Given task: Arrange the data from the line with "(format x=530, y=409)" up to and including the line with "x=238, y=346" as a Markdown table with the columns No. and Text. Each non-blank line gets its own numbered row.

⟨

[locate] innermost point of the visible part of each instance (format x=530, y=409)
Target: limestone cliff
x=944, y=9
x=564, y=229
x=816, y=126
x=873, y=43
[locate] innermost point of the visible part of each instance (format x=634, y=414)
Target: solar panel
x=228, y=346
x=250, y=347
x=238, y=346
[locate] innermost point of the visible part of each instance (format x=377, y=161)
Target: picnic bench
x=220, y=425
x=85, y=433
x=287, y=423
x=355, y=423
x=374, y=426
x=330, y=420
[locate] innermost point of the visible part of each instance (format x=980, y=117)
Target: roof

⟩
⟨

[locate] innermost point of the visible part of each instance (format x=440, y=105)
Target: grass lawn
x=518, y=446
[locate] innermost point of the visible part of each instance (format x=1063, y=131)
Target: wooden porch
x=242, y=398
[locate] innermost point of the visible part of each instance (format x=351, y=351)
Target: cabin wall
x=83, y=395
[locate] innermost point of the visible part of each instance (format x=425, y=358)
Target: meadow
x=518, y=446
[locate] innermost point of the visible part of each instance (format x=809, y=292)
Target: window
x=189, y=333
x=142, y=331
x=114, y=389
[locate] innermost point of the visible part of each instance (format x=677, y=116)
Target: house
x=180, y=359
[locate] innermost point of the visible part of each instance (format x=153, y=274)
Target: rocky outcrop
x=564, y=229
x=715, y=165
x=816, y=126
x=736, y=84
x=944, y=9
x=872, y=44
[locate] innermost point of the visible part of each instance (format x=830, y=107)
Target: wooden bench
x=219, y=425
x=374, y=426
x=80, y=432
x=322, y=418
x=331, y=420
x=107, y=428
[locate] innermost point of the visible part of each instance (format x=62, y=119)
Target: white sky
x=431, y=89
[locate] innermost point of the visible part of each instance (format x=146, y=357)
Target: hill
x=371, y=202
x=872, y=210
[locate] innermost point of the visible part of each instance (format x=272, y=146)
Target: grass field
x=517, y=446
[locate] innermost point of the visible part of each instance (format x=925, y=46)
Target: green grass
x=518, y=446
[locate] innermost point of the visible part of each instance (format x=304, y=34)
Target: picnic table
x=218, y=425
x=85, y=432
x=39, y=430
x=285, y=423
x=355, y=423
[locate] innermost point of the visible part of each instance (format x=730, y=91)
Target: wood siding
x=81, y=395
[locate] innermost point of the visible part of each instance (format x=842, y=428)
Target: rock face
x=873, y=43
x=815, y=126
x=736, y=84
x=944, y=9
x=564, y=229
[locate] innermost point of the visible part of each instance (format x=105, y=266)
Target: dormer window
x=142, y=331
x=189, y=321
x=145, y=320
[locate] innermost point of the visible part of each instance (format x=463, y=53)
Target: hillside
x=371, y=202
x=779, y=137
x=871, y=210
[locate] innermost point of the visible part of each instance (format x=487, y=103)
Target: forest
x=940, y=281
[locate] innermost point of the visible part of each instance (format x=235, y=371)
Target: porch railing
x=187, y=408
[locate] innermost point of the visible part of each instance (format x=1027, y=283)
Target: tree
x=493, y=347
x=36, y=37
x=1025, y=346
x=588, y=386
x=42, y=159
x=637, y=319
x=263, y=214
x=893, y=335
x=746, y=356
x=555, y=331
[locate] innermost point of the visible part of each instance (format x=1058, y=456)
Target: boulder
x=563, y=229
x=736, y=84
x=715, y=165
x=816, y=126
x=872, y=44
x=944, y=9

⟩

Result below:
| No. | Text |
|---|---|
| 1 | [locate] innermost point of the visible part of each instance (format x=530, y=409) |
| 2 | Target: limestone cliff |
| 3 | x=944, y=9 |
| 4 | x=564, y=229 |
| 5 | x=816, y=126 |
| 6 | x=873, y=43 |
| 7 | [locate] innermost point of the visible part of each instance (format x=634, y=414) |
| 8 | Target: solar panel |
| 9 | x=228, y=346 |
| 10 | x=250, y=347 |
| 11 | x=238, y=346 |